> **Stated exercise**:
All of the data below must be repeated exactly.

> **Data entries**:
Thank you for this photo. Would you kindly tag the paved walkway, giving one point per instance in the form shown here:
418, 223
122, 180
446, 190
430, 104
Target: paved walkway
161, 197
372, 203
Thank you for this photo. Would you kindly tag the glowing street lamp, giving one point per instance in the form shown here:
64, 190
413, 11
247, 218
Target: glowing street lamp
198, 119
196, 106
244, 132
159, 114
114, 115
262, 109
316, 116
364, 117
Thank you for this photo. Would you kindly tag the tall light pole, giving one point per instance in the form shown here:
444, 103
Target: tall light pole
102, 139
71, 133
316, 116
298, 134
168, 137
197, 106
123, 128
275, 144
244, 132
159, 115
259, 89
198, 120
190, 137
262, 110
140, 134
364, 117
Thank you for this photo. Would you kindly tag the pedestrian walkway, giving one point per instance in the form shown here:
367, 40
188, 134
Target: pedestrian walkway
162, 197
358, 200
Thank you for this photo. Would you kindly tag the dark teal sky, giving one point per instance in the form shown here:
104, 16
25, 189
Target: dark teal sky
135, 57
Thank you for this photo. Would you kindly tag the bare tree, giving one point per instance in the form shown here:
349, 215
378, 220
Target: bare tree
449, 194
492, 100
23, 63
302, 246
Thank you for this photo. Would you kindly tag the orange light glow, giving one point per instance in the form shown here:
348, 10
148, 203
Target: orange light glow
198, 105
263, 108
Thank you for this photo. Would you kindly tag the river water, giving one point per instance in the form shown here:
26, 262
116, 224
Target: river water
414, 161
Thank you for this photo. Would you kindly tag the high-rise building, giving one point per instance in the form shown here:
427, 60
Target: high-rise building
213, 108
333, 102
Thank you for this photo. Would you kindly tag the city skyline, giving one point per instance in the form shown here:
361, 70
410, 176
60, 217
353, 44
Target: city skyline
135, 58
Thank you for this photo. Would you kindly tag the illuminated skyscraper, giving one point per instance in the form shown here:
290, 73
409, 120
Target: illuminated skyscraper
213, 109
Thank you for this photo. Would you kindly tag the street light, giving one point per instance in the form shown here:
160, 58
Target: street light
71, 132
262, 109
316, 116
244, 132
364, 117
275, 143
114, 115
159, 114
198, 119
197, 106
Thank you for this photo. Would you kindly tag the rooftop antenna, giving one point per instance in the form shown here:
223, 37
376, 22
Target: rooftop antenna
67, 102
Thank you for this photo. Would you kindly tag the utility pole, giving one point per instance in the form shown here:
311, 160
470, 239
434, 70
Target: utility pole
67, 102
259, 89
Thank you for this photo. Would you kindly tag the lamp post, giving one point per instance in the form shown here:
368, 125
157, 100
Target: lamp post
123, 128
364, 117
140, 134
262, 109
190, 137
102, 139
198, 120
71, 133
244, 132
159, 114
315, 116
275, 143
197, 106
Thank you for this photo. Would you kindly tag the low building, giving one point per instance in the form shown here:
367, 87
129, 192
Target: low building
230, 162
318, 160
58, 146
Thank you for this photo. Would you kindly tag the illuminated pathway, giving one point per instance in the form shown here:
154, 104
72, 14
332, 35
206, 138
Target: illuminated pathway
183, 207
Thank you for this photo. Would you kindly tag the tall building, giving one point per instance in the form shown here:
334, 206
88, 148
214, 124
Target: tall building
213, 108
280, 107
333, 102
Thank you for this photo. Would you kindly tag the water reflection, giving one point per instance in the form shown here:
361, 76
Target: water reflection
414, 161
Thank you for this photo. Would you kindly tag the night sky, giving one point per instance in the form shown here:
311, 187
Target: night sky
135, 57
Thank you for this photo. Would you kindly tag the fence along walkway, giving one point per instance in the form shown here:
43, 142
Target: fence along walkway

> **Task output**:
Thank you for this photo. Would you kindly tag the paved walkway, giving one point per instance in the form shown here:
418, 223
122, 180
446, 190
430, 104
Target: paved walkway
161, 197
372, 203
Thank you for this photo. Would you kindly tag the glowing street lamp, giving one point per instance in the form shown here:
64, 190
413, 11
247, 218
Target: glowing street lamp
198, 119
196, 106
244, 132
159, 114
114, 115
262, 109
316, 116
364, 117
Thank you for this photo. Would you kindly tag the tall light pole, giving one point per instance in the form shown here:
444, 103
Target: tall light pole
102, 139
71, 133
316, 116
298, 134
168, 137
197, 106
123, 128
275, 144
244, 132
159, 115
259, 89
198, 120
190, 137
262, 110
140, 134
364, 117
Thank you for this photo. Would you kindly tag the pedestrian walkway, giving one point per instance in the form shown here:
367, 40
188, 134
Target: pedestrian walkway
162, 197
358, 200
Thank you for this photo. Would you kindly tag the dark teal sky, giving one point per instance in the form shown here:
104, 16
25, 189
Target: dark teal sky
135, 57
Thank you for this photo. Would you kindly tag the bare tree, giving one point per instance in the form shown here:
349, 215
378, 220
Target: bare tree
449, 194
492, 100
23, 63
302, 246
Thank you for this photo. Would you kindly tag the orange light glow, giving one point per instance in the form shown here:
348, 10
148, 203
Target: orange light glow
198, 105
263, 108
Thank you for this photo. Would you kindly tag the river water, giving one point per instance in the form shown here:
26, 262
116, 224
Target: river water
414, 161
Thank you for this photo. Would you kindly tag the high-rise building, giving one point per instance in the form shown here:
427, 60
Target: high-rise building
213, 108
333, 102
Thank you for this photo. Would you kindly tag the city skyline, giving one point per instance in the form shown here:
361, 70
410, 176
60, 217
353, 44
Target: city skyline
135, 58
Thank you for this photo. Would you kindly tag the illuminated skyscraper, giving one point per instance in the form shown here:
290, 73
409, 120
Target: illuminated skyscraper
213, 109
Thank you for this photo. Would you kindly tag the street light, giving one point per instance in the form shown here:
160, 58
Target: street light
71, 132
262, 109
316, 116
244, 132
364, 117
275, 143
114, 115
159, 114
198, 119
197, 106
Thank you for this photo. Would you kindly tag the rooftop antenna, giving one point per instance in the form shown here:
223, 37
376, 22
Target: rooftop antenna
67, 102
Thank you for this photo. Would you kindly tag the utility pole, giving one point per instance in the form shown here:
311, 160
470, 239
434, 70
Target: utility pole
67, 102
259, 89
Thank you for this photo. Would you kindly tag the lamp post, giving one point per instance in the form shown here:
368, 125
157, 100
Target: lamp post
123, 128
364, 117
140, 134
262, 109
190, 137
102, 139
198, 120
71, 133
244, 132
159, 114
315, 116
275, 143
197, 106
Thank you for this photo. Would you kindly tag the low building, giving one point per instance in the form shown here:
367, 87
129, 192
Target: low building
230, 162
318, 160
58, 146
Thank you for this photo. Would you kindly tag the illuminated pathway, giving one point per instance in the form shown here:
154, 104
72, 14
332, 35
206, 138
Target: illuminated pathway
183, 207
Thank you for this photo. Would you kindly tag the tall building, giving one point per instance in the form shown here:
334, 206
88, 148
214, 124
Target: tall building
213, 108
280, 107
333, 102
Thank you for this photo. Would you kindly tag the water reflection, giving one point per instance in the form shown here:
361, 76
Target: water reflection
414, 161
Thank you for this photo. Would you kindly tag the night sky, giving one point per instance in the form shown here:
311, 187
Target: night sky
135, 57
Thank you for this photo. Would you kindly tag the fence along walkway, giving one point per instance in the form shown here:
43, 142
Target: fence along walkway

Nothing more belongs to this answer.